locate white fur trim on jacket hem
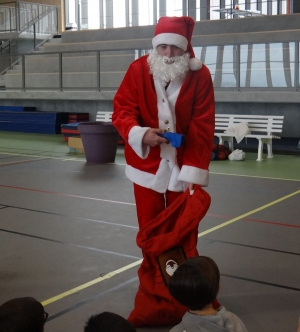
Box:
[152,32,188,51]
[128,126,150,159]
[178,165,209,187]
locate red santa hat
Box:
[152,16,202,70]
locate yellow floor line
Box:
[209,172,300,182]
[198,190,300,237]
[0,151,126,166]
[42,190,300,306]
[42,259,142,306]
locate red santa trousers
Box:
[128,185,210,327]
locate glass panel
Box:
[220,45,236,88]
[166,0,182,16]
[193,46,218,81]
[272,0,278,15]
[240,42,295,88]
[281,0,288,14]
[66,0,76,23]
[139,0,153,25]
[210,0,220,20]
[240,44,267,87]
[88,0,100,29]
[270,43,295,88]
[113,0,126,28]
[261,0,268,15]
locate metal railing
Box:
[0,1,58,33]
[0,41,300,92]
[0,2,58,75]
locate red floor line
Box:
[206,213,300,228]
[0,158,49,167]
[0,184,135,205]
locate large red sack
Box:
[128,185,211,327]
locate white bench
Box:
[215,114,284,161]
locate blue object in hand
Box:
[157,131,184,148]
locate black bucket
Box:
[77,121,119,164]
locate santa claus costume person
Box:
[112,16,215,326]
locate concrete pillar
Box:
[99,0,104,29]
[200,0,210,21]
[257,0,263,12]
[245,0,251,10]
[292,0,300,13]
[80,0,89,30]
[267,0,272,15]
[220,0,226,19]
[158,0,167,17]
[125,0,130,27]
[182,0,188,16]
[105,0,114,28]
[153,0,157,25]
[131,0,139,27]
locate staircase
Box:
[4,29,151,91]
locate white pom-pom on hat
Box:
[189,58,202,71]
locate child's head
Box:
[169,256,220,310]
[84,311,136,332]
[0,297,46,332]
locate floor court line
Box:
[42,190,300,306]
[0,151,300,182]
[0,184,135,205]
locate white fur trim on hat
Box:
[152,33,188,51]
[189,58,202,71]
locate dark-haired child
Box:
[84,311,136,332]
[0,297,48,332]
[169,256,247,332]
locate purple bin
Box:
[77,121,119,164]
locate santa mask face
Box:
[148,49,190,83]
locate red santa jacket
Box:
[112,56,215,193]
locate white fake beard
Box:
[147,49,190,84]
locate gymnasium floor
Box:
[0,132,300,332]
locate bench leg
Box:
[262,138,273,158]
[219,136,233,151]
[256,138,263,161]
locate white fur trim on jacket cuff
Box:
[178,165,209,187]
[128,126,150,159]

--

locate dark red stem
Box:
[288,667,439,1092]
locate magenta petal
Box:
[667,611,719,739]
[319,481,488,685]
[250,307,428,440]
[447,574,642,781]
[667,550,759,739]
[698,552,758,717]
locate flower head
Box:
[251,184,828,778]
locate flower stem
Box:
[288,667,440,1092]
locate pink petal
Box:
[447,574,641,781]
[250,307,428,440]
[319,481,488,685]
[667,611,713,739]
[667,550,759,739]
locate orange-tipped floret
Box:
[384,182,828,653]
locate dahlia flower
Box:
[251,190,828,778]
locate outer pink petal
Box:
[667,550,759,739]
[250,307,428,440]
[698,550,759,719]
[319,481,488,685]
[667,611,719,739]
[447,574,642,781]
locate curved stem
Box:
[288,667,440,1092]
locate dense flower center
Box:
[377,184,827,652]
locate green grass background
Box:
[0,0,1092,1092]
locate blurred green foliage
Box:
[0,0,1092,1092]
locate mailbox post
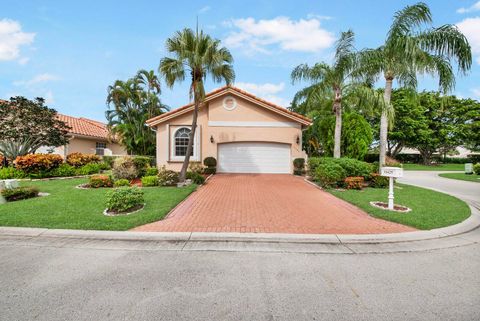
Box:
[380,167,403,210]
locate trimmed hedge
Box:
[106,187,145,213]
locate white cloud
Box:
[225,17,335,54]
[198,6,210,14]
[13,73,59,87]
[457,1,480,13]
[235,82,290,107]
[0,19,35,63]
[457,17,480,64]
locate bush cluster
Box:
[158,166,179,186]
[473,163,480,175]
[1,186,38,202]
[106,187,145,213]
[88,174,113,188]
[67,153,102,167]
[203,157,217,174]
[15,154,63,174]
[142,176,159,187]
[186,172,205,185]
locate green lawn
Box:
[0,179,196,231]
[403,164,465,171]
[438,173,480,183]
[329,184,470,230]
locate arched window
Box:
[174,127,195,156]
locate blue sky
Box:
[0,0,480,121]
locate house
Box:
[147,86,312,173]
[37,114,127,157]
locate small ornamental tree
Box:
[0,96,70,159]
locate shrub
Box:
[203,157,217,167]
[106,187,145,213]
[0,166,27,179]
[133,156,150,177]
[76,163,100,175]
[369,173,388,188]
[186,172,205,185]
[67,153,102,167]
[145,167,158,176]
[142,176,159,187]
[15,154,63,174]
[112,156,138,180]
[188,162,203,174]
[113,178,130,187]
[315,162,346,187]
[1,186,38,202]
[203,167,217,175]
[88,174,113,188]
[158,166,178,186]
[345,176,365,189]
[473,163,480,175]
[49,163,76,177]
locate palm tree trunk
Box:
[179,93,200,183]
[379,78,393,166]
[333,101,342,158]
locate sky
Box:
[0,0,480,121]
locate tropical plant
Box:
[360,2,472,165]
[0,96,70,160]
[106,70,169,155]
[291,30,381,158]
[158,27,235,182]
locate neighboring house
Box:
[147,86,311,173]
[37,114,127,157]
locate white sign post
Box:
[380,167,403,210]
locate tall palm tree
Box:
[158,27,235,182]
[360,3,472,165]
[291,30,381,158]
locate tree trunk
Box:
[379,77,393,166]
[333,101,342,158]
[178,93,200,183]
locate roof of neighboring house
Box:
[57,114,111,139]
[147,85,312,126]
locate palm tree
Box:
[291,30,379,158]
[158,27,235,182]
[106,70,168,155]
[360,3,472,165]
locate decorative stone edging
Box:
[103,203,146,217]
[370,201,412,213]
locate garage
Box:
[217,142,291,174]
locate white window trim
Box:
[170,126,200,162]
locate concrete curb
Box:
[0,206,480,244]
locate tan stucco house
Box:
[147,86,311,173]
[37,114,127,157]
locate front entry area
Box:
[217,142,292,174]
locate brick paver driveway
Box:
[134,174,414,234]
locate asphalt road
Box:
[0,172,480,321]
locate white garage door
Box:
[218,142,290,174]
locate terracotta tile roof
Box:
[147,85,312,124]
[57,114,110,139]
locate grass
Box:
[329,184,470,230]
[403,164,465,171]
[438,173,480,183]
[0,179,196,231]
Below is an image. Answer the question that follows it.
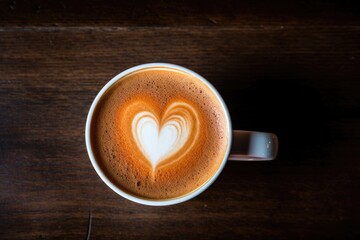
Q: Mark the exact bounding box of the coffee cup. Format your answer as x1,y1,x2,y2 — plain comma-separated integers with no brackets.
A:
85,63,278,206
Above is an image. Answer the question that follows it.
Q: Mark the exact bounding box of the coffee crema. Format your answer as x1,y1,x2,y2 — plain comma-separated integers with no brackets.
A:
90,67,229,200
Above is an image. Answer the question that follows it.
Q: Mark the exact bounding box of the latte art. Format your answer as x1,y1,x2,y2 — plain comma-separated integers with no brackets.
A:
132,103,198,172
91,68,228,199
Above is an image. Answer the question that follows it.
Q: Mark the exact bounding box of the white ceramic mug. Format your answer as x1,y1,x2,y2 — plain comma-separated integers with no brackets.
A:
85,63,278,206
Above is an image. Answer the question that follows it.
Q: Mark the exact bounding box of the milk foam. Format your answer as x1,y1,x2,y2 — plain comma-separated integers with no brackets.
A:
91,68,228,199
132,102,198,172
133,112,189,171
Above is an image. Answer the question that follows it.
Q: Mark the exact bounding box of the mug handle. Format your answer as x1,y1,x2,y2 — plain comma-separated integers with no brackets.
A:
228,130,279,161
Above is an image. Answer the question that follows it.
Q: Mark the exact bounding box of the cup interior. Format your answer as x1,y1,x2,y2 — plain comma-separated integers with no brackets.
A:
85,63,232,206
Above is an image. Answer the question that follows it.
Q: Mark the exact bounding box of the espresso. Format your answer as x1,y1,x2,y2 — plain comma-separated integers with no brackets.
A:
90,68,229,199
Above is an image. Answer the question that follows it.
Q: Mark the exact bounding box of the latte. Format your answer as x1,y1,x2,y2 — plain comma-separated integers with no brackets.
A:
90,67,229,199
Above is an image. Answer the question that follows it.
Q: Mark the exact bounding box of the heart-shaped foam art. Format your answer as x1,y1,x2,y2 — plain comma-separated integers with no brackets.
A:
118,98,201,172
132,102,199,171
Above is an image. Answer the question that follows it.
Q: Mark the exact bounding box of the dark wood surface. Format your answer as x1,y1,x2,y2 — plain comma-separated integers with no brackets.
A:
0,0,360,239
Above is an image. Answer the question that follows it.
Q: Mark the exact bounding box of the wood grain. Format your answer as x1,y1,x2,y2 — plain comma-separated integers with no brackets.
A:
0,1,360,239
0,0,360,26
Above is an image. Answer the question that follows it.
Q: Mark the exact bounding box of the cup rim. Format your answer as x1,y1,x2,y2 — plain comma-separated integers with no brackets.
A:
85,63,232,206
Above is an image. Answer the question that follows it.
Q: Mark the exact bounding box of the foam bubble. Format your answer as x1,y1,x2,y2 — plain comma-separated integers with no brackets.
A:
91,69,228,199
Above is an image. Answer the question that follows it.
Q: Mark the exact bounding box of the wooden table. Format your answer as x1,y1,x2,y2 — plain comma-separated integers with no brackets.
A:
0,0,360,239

The task:
Copy the data from the line containing "locate white fur trim on jacket hem" down to the line containing "[42,259,142,306]", switching "red santa hat" to "red stocking cap" and leaving everything else unchanged. Leave the pictures out.

Solution to this exercise:
locate white fur trim on jacket hem
Box:
[152,32,188,51]
[128,126,150,159]
[178,165,209,187]
locate red stocking cap
Box:
[152,16,202,70]
locate yellow floor line
Box:
[209,172,300,182]
[198,190,300,237]
[0,151,126,166]
[42,190,300,306]
[42,259,142,306]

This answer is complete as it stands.